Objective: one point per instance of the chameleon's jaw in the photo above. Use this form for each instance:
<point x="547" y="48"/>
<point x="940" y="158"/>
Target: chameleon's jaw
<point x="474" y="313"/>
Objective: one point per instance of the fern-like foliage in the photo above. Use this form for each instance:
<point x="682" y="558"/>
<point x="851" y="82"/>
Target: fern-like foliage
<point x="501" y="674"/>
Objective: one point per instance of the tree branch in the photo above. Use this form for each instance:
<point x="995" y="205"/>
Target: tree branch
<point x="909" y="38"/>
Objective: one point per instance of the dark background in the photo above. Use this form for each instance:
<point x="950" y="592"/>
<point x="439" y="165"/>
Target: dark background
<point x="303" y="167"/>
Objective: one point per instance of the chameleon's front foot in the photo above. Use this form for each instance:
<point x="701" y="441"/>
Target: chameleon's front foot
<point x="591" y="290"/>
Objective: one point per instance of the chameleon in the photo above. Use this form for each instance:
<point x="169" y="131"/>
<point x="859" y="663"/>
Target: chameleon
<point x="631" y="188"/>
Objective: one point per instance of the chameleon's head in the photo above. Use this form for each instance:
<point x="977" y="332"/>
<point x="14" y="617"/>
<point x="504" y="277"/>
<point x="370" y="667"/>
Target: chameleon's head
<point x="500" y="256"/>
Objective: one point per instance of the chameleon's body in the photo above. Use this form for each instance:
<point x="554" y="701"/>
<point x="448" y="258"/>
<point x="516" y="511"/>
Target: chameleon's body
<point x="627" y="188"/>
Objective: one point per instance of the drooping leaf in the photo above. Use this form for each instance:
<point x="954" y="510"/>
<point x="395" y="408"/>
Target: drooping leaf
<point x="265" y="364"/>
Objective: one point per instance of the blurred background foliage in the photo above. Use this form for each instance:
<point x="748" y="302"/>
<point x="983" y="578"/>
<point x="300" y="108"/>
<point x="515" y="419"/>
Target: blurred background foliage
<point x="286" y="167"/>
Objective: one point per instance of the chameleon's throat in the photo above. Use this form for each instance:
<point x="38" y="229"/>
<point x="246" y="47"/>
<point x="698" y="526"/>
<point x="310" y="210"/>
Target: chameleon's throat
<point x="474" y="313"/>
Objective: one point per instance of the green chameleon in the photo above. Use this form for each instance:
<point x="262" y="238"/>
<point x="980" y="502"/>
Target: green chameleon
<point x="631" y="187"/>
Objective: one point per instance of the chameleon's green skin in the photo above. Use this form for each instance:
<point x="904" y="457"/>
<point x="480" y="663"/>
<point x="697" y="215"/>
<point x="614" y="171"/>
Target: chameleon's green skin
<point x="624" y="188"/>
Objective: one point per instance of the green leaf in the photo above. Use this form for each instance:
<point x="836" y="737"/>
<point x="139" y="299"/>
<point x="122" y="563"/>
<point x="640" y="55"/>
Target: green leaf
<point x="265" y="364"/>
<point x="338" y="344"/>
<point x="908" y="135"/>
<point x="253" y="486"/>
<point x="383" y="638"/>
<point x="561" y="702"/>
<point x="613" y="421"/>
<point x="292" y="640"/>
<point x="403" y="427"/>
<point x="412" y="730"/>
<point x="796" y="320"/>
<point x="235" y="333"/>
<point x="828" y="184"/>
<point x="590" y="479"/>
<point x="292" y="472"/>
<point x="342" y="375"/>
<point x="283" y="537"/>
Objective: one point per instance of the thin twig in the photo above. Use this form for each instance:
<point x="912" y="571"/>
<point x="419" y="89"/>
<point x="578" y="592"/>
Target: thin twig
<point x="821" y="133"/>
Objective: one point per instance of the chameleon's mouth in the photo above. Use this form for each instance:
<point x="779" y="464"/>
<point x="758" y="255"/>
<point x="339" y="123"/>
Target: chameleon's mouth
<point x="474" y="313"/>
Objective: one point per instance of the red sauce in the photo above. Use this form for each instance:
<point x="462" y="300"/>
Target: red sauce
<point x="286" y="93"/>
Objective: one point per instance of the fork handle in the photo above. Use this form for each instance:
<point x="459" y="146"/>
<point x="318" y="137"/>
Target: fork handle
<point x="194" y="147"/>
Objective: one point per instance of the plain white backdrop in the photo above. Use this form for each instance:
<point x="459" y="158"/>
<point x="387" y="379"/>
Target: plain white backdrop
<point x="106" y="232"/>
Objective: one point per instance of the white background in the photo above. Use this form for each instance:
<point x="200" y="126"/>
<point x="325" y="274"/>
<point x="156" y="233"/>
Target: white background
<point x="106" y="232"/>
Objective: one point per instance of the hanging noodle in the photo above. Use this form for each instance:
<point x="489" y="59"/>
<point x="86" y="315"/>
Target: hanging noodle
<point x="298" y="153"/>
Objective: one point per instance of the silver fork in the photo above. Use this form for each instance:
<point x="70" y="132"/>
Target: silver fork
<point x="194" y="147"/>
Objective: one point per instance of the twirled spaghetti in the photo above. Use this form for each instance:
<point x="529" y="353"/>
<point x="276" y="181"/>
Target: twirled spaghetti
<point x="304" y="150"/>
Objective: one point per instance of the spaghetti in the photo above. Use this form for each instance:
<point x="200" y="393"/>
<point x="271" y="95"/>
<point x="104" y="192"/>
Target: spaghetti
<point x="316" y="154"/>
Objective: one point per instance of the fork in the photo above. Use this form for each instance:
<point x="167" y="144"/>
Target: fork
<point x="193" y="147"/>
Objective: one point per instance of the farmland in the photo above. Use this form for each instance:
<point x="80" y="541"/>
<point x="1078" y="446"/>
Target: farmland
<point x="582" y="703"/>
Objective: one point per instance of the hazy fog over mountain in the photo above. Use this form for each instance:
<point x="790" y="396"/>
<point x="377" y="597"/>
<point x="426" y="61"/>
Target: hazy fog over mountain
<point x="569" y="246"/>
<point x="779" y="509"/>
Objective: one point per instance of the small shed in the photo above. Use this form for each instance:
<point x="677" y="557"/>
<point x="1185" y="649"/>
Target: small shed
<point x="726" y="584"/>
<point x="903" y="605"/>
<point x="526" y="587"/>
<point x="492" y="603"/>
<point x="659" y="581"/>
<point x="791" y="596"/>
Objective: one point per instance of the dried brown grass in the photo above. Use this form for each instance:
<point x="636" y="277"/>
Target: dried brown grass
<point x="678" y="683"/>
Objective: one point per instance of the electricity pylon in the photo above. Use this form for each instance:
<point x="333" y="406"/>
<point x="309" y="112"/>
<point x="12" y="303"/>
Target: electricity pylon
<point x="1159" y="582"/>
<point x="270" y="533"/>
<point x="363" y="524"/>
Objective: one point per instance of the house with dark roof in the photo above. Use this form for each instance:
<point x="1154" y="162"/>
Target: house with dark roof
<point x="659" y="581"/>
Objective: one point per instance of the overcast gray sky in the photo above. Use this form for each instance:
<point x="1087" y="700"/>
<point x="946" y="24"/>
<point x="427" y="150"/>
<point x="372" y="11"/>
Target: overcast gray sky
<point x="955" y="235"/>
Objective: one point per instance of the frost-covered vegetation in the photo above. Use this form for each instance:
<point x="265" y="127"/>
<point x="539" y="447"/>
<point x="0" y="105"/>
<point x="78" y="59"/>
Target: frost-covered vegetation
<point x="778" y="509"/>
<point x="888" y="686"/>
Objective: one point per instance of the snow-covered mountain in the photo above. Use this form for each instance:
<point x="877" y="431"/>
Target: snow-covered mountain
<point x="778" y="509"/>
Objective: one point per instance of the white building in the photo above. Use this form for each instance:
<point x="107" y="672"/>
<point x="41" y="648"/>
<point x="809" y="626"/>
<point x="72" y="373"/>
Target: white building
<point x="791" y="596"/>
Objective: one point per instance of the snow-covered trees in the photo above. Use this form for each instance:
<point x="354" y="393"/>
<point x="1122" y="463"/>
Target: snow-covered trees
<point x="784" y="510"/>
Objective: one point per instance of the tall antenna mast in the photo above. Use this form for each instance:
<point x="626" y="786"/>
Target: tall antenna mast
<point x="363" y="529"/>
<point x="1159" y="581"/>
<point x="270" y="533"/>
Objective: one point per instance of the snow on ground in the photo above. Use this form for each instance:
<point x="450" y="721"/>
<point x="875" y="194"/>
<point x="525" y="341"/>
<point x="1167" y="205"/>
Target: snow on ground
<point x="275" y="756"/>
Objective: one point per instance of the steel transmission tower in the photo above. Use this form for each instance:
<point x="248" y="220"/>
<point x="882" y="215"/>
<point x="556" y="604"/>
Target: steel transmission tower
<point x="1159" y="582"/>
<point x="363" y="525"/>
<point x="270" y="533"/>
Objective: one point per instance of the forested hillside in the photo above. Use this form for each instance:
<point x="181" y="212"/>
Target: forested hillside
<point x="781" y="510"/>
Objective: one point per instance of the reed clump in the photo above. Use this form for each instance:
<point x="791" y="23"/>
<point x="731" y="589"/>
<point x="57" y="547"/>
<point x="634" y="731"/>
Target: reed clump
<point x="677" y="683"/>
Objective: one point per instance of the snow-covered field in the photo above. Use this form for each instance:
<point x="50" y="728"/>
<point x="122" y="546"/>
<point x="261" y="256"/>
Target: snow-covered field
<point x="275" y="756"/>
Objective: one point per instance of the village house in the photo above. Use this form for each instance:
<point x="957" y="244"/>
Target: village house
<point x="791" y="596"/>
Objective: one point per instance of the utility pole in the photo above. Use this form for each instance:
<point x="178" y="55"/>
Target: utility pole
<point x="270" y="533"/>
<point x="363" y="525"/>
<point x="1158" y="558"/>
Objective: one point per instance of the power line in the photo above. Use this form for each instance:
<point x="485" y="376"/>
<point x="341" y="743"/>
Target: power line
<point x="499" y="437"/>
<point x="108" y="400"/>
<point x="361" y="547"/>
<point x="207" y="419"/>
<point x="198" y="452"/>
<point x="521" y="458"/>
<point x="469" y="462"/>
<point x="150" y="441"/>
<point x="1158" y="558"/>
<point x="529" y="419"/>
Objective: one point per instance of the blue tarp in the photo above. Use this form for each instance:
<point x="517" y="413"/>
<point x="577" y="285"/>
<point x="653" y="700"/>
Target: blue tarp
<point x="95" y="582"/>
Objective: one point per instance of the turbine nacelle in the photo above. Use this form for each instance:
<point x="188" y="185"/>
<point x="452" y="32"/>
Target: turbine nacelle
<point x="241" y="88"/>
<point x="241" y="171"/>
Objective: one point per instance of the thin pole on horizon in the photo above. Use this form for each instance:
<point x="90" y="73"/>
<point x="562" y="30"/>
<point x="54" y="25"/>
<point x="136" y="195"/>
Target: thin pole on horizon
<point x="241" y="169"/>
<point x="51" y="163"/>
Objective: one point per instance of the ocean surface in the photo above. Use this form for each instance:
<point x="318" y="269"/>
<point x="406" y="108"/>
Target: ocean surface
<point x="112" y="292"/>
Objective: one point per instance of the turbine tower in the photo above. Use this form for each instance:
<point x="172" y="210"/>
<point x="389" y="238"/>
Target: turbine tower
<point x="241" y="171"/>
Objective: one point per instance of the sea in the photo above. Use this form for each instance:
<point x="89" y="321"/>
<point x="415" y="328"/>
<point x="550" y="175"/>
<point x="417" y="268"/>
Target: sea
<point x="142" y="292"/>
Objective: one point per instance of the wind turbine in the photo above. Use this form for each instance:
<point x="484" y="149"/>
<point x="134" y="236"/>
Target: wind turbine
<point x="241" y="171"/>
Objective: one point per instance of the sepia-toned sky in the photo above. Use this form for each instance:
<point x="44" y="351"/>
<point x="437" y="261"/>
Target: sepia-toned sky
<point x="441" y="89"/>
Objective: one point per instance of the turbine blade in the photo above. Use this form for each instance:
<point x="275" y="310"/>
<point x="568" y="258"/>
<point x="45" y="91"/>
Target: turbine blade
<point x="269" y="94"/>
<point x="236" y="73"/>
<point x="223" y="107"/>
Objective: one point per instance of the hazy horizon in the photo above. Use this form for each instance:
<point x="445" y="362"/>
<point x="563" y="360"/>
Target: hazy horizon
##############################
Would you give again, word for word, every line from the one with "Objective: one point per instance of the sea" through the final line of the listing above?

COMPLETE OUTPUT -
Objective: one point per instance of the sea in the photo above. Use this form for each instance:
<point x="89" y="321"/>
<point x="415" y="328"/>
<point x="550" y="175"/>
<point x="417" y="268"/>
Target: sea
<point x="142" y="292"/>
Objective: one point per instance of the wind turbine in the photo above. Use this form for each instance:
<point x="484" y="149"/>
<point x="134" y="236"/>
Target: wind turbine
<point x="241" y="171"/>
Objective: one point per instance of the sepia-toned sky in the photo above. Use this form for each instance:
<point x="44" y="351"/>
<point x="437" y="261"/>
Target: sepia-toned sky
<point x="441" y="89"/>
Objective: one point per instance of the turbine blade in the photo above. Use this form for each instance:
<point x="275" y="310"/>
<point x="568" y="258"/>
<point x="45" y="91"/>
Target: turbine blade
<point x="269" y="94"/>
<point x="236" y="73"/>
<point x="223" y="107"/>
Objective: one point per instance of the hazy horizon in the photo above. Use this form for each instance:
<point x="445" y="362"/>
<point x="563" y="360"/>
Target: hazy horizon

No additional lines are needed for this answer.